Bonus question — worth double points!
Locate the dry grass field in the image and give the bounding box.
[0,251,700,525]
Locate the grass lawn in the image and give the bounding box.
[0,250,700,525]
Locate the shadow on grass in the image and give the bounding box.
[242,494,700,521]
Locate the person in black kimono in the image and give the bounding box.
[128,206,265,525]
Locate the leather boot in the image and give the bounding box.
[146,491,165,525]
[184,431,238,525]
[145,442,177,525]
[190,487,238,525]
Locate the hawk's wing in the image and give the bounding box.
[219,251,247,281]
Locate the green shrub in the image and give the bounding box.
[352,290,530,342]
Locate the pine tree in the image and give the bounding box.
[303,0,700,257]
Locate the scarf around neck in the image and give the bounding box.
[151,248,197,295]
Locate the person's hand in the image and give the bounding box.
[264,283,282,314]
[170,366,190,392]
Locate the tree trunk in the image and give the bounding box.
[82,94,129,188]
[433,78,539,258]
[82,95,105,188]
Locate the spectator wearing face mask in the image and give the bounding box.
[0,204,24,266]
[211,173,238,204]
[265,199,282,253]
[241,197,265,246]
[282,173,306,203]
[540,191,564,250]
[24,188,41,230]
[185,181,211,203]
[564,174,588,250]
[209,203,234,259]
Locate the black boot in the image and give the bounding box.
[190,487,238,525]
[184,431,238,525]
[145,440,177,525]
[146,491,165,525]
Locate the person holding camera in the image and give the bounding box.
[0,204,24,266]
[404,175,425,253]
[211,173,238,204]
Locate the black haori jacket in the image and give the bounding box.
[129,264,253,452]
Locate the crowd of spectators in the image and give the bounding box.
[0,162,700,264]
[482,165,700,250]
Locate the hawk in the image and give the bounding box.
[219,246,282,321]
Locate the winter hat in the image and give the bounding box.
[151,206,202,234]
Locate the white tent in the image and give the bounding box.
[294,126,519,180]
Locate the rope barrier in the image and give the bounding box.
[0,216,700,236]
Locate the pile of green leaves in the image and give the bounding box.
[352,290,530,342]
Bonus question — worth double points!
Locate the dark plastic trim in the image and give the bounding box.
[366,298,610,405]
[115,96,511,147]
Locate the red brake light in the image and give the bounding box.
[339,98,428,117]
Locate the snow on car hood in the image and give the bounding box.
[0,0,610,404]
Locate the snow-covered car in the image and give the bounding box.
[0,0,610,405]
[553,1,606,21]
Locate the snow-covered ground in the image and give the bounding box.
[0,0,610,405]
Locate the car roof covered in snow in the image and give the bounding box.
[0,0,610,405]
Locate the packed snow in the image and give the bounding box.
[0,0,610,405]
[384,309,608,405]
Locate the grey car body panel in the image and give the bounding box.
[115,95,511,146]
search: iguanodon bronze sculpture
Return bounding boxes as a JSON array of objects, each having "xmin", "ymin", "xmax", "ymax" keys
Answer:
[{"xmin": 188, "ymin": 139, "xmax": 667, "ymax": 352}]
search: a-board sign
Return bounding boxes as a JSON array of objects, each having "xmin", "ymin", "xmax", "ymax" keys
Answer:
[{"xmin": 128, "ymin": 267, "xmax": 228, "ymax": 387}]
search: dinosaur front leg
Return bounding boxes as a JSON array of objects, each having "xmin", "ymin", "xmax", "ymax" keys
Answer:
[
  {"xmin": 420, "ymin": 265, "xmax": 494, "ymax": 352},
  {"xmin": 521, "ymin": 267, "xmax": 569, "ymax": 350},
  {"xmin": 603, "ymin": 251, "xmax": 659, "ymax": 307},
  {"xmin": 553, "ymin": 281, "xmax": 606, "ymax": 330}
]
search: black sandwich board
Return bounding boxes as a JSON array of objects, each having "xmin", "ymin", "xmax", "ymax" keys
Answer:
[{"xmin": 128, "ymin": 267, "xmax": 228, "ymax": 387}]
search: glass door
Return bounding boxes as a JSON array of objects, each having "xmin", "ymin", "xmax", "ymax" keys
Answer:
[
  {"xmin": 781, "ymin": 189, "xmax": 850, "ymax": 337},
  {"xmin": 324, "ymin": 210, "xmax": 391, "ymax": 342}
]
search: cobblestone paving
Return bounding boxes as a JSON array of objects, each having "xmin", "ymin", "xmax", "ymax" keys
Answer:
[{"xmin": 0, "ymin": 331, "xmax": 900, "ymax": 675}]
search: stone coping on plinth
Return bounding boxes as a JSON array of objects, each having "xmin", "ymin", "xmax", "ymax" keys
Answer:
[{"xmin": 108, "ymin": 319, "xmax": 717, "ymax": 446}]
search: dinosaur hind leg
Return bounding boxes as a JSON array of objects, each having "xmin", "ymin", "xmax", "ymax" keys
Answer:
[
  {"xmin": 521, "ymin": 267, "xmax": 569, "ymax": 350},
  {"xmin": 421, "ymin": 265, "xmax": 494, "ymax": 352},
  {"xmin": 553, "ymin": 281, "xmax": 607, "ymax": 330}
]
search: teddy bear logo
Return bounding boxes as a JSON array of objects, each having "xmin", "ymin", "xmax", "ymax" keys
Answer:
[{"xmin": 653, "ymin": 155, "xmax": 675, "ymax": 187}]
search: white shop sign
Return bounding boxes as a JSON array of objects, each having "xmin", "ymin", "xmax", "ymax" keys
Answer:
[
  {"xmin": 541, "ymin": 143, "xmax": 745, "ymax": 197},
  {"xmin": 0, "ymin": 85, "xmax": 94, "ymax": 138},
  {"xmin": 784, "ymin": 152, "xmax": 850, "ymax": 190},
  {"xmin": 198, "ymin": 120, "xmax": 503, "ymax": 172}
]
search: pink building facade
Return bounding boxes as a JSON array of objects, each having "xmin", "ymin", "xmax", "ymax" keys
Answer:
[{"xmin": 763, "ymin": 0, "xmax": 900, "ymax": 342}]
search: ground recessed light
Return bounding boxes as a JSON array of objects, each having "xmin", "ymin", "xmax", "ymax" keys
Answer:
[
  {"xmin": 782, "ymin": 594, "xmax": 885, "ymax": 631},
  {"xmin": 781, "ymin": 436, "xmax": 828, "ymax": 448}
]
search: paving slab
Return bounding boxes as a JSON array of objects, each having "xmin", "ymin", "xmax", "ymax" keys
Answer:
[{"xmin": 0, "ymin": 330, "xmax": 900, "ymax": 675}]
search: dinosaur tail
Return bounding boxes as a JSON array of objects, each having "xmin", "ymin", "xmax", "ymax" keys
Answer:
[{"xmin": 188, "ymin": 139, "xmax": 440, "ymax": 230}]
# # # # #
WRITTEN PROBLEM –
Reproduce the items verbatim, from the very first line through the line holding "[82,95,105,188]", with both ends included.

OUTPUT BELOW –
Bonus question — worth double points!
Locate the dry grass field in the image and give the bounding box.
[0,251,700,525]
Locate the grass lawn in the image and give the bounding box.
[0,250,700,525]
Locate the shadow on grass in the image and give the bounding box.
[242,494,700,521]
Locate the person in black kimono in the image and give the bounding box.
[128,206,265,525]
Locate the leather boot in the image and give the bounding box.
[146,491,165,525]
[184,431,238,525]
[145,442,177,525]
[190,487,238,525]
Locate the hawk's wing in the image and give the bounding box.
[219,251,247,281]
Locate the green shrub in the image and give the bounding box.
[352,290,530,342]
Locate the pine tree in the image and give the bounding box.
[303,0,700,257]
Locate the scarf around neck in the image and give the bounding box.
[151,248,197,295]
Locate the person's hand in the image and give the bounding box.
[264,283,282,314]
[170,366,190,392]
Locate the tree trunk in the image and give the bounding box.
[82,94,129,188]
[433,78,539,258]
[82,95,105,188]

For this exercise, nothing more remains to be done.